What the task requires:
Quote every line as given.

Supplied information:
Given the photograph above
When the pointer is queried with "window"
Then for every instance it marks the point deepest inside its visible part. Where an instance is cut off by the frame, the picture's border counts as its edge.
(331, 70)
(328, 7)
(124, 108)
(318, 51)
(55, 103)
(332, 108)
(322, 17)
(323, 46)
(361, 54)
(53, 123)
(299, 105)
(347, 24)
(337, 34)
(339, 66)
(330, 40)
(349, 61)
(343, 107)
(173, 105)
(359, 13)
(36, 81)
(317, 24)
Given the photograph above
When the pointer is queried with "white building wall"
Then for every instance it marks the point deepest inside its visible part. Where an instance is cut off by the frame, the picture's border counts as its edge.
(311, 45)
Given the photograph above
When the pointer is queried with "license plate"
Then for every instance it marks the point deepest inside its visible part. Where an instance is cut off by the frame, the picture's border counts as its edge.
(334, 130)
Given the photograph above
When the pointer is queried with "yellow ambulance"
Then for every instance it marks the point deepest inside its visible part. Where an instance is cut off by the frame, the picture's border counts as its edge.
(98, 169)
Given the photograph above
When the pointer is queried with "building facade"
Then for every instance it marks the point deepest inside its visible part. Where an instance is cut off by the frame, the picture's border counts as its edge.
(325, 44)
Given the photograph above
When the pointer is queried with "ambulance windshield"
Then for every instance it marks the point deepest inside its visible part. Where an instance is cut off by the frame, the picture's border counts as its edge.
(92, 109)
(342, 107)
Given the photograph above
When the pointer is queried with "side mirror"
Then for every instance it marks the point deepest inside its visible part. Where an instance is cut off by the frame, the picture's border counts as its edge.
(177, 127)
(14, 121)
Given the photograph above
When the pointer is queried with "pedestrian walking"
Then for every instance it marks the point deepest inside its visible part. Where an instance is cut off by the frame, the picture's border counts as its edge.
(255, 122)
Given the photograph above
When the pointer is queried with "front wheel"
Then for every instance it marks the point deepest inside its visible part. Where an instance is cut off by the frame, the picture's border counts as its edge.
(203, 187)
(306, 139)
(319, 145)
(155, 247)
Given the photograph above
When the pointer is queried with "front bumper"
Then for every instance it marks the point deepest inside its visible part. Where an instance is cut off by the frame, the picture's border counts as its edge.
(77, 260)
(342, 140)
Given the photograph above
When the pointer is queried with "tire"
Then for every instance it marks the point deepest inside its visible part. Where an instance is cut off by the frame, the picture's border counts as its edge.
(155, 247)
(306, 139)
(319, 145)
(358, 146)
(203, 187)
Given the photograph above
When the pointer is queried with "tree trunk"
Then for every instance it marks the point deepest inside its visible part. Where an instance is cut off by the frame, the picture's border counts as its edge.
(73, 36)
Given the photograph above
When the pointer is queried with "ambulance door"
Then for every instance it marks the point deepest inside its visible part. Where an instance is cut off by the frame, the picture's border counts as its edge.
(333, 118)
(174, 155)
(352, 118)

Expected answer:
Given the photograph above
When the pointer is queried with "window"
Then for every instance it marks the point deepest inside its visible part. Where an instance is cut off by the frame, the picture's border counts as its edge.
(331, 70)
(328, 7)
(124, 108)
(318, 51)
(55, 103)
(332, 108)
(322, 17)
(323, 46)
(361, 54)
(53, 123)
(299, 105)
(347, 24)
(337, 34)
(339, 66)
(330, 40)
(349, 61)
(343, 107)
(173, 105)
(359, 13)
(36, 81)
(317, 24)
Given the photograph above
When the pointer is queried with "white building wall"
Then for every instance it marks the point deepest inside its visible part. Where an instance is cut off by the frame, the picture's border counts as its edge.
(311, 45)
Given the photograph above
When the pointer is queried with "license plate"
Then for every instance it marks the point deepest inside its visible part. Where an instance is cut off by the frame, the picture's border counts as its edge.
(334, 130)
Given the photograph above
When the pointer is queried with "yellow ambulance"
Then for every instance it marks the point deepest inside its visible part. Where an instance is cut off by the frame, the picture's border counts as its edge.
(98, 169)
Given the photograph above
When the pointer is queried with "building facade"
Then for every instance it marks the point deepest inside its visible part. Where an instance is cut off by the frame, the picture's border counts as its edge.
(325, 44)
Given the photograph above
When the pointer is queried with "ambulance windshield"
Then for every instance it marks the point deepest inside its visible part. Where an instance is cut off by the frame, the picture's border counts as its edge.
(92, 109)
(342, 107)
Given the photograph above
When the pointer is queried with "side mirror"
Then for every instance it marks the point deepest inside its visible part. Where an instance is cut off by the frame, the picture's border counts as its edge.
(177, 127)
(14, 121)
Given the photograph above
When the pointer is queried with "pedestrian walking"
Then for every instance it marks the point deepest inside its visible part. Where an instance is cut off by the frame, the picture's border counts as its edge.
(255, 122)
Given the photograph above
When the pointer is queried with "front wheel"
Then for every instance it marks the point deepest inside its visible part. Where an instance is cut off by the frame, the picture's border counts as its edge.
(203, 187)
(306, 139)
(319, 145)
(155, 247)
Given the photograph above
When the pointer is queried with "front bumper"
Then for every instance it marks the point deepest inside its visible part. Where an instance is cut off by the frame, the picture's border counts as its edge.
(77, 260)
(342, 140)
Given the photograph above
When the pointer is queried with "tire"
Then for every instance it marks the point deepest inside its visible part. Where an instance is cut off by the frame, the picture's border counts as its edge.
(155, 247)
(306, 139)
(319, 145)
(358, 146)
(203, 187)
Given the photograph above
When the pointer is queried with "tree trunk"
Then for every instance it marks the point deepest inside its visible part. Where an instance is cut off by the frame, the picture's border counts as its edge.
(73, 36)
Given the photograph above
When the pointer is queried with "ambulance door"
Then for every instance it marks the point deepest inside its visible part. Where an instance is cut off by the frame, the picture's border counts as its edge.
(333, 118)
(174, 155)
(352, 118)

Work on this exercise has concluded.